** BEGIN **

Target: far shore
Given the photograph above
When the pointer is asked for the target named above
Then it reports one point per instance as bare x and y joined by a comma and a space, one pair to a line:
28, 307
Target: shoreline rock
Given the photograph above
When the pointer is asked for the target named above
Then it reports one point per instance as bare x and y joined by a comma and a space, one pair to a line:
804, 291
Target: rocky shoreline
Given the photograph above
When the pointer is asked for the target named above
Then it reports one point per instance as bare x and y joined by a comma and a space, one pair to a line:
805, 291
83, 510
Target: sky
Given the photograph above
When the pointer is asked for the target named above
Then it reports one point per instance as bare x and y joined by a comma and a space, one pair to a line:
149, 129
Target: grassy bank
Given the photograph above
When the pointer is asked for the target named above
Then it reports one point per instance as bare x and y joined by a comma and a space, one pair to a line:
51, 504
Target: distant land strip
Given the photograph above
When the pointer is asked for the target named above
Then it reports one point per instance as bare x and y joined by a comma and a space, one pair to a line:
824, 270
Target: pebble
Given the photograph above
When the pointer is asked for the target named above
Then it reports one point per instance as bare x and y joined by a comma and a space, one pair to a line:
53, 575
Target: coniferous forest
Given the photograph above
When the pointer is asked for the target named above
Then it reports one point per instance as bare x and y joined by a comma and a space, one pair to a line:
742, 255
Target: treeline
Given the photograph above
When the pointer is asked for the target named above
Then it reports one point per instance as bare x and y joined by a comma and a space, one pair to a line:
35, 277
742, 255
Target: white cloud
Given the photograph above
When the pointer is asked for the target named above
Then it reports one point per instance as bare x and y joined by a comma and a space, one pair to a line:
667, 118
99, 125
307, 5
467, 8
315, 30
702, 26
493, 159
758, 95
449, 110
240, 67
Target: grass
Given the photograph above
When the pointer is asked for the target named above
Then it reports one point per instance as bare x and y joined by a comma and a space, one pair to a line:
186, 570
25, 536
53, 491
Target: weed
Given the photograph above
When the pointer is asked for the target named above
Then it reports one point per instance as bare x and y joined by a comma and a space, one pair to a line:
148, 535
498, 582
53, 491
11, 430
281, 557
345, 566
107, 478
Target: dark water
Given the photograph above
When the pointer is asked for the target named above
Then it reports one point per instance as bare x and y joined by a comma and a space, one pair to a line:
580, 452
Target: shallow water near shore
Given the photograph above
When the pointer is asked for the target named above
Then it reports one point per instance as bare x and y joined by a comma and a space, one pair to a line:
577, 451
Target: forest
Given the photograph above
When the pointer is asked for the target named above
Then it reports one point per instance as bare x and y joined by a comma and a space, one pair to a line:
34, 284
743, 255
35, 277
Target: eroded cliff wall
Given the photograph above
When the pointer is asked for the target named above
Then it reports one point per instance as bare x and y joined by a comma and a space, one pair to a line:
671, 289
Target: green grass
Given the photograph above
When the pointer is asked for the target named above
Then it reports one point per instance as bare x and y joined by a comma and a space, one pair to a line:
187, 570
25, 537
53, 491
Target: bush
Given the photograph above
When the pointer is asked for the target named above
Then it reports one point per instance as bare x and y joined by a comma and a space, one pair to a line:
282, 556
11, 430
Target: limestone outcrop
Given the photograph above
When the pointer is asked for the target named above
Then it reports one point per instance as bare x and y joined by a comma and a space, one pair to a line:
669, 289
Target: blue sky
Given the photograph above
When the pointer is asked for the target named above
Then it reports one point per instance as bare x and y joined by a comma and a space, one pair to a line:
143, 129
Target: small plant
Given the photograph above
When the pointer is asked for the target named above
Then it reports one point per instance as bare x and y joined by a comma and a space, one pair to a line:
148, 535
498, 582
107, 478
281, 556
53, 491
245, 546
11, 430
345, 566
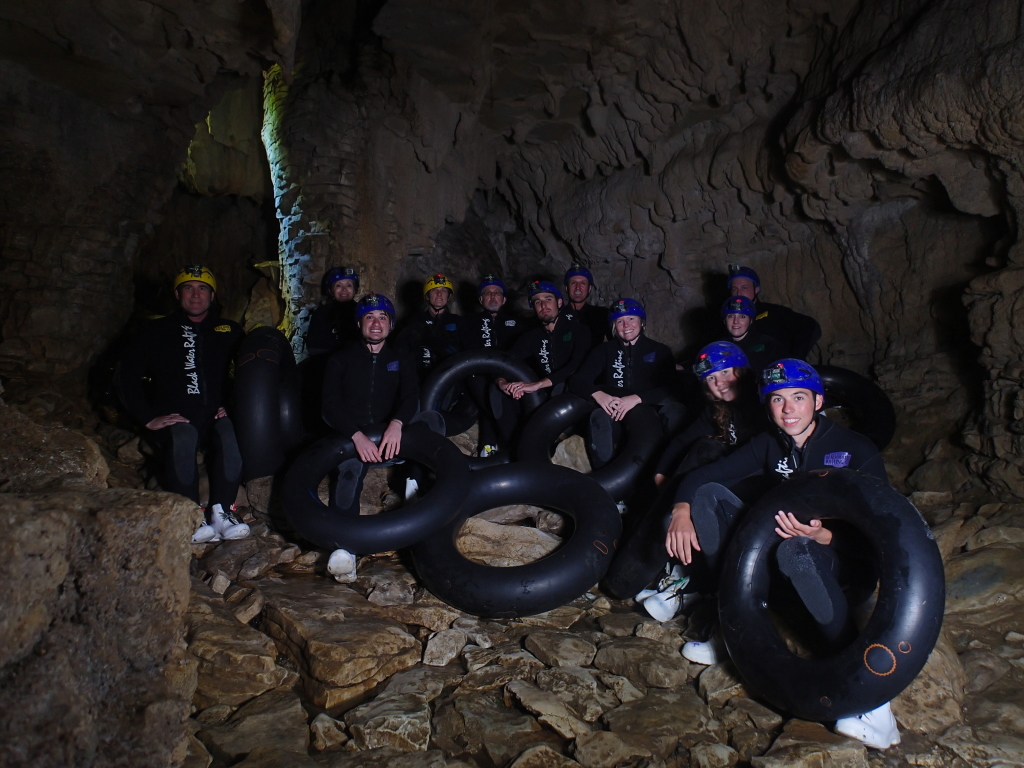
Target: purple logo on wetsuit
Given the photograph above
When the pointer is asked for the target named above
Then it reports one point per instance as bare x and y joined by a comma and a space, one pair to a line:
837, 459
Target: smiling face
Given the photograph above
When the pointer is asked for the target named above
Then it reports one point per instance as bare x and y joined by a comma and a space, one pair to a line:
628, 328
723, 385
743, 287
546, 305
196, 298
737, 325
793, 411
578, 288
343, 290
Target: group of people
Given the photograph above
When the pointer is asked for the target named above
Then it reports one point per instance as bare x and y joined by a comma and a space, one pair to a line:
761, 420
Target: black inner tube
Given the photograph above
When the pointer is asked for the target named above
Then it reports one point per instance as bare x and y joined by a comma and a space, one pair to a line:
532, 588
617, 477
331, 528
904, 625
457, 369
871, 413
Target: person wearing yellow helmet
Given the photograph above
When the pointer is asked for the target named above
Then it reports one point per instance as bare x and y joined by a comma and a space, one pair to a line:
186, 355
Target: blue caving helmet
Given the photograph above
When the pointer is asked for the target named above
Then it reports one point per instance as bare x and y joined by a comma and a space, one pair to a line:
743, 271
626, 307
542, 286
373, 301
739, 305
342, 272
491, 280
790, 373
579, 270
718, 356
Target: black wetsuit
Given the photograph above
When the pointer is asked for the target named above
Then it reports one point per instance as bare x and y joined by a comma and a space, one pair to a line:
594, 317
187, 364
797, 333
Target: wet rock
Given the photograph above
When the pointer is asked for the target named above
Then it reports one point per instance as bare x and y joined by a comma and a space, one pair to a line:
720, 683
606, 750
644, 662
236, 663
932, 702
548, 708
504, 546
580, 690
273, 720
327, 733
804, 744
561, 648
342, 644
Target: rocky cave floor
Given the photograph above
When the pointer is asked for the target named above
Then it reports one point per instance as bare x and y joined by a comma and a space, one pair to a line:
296, 670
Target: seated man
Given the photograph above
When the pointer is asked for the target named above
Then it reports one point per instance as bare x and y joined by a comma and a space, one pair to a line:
333, 325
812, 557
760, 348
798, 333
624, 373
187, 355
579, 285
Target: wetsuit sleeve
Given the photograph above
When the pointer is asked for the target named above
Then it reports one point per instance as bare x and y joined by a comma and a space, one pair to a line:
678, 445
584, 381
747, 461
131, 369
409, 390
334, 409
581, 346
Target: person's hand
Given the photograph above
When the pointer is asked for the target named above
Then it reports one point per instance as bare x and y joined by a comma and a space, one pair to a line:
366, 449
681, 540
623, 406
391, 441
165, 421
790, 526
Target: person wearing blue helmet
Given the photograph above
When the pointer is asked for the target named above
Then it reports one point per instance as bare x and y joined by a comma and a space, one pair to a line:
579, 286
738, 313
797, 333
369, 383
621, 374
332, 325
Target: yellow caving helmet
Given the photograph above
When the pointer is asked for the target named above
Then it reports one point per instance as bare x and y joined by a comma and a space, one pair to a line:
196, 272
437, 281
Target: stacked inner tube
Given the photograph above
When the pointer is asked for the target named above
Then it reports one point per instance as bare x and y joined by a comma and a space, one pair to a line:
267, 407
451, 374
871, 413
643, 434
904, 625
536, 587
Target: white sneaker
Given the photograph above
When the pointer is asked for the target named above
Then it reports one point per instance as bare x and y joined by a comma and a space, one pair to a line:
205, 534
226, 524
412, 488
341, 565
876, 728
709, 652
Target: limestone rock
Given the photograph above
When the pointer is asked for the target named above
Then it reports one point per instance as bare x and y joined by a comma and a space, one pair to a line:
342, 644
932, 702
644, 662
273, 720
236, 663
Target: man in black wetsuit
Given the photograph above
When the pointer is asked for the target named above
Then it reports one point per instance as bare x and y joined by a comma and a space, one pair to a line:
368, 384
579, 284
624, 373
797, 333
186, 355
760, 348
432, 335
493, 328
333, 325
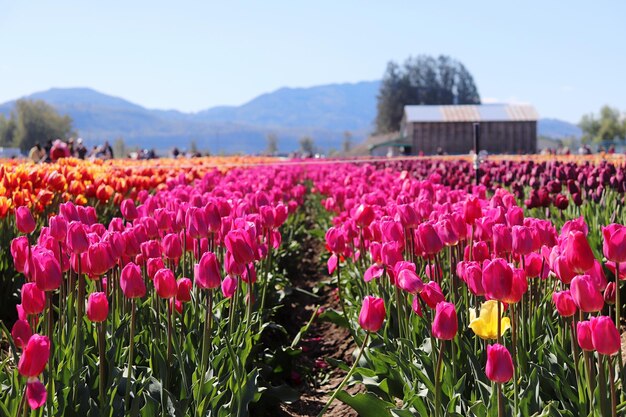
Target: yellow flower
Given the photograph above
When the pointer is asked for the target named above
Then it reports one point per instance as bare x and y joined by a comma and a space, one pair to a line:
486, 325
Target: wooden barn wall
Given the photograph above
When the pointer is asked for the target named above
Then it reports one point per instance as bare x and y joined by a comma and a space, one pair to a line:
458, 137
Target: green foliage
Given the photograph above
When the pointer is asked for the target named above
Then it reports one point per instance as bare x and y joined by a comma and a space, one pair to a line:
609, 126
34, 121
422, 80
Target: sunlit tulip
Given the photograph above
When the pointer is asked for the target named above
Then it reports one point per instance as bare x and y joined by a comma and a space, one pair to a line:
34, 356
372, 314
499, 366
24, 220
97, 307
486, 324
445, 324
165, 283
131, 281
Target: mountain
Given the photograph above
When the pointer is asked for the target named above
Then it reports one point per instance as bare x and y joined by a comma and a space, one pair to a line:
558, 129
322, 112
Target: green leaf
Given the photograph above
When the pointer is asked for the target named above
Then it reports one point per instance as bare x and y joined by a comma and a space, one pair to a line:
366, 404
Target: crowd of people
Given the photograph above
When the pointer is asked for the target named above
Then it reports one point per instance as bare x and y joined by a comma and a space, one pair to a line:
54, 150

** END **

Write out exactly the lines of the entries above that run from the line containing "Target: wooden barn wall" through the last line, including both.

- **SOLUTION TO THE EXERCISE**:
Target: wooden barn wall
Given the photograph above
When the pointer is asked for the target named above
Then it reports one point per instance as bare x and y joined by a comma and a space, one pair to a line:
458, 137
Target: green foliage
Given the photograph above
When the pointer is asked for the target named above
Then it reports one point per instance as bare x and y joined by a comma and a space, one pair to a line:
609, 126
34, 121
422, 80
Target: sunlit tulip
Given the photograph above
When the pointer is asked for the target named above
Then it reports one point per instance as bare x and y joined by a comma and a space, one pair to a line:
34, 356
372, 314
499, 366
24, 220
97, 307
486, 324
445, 324
165, 283
131, 281
Target: mountain
Given the photograph above
When the pointer is asked for the target named above
Then it reports one point per instance as bare x and y joined by a comma and a space, one pair to a line:
558, 129
322, 112
Target: green leaf
Given the photograph above
When the pointer is asked for the target named above
Then it reports one point per instance as bare x and y joined by a comma and a space, one pair to a line:
366, 404
Target: crowd of people
Given the photograph above
When the pointer is asked for the target named above
Then it reports one point per instance as bare x and y joined by a comma and a space, one pair to a line:
54, 150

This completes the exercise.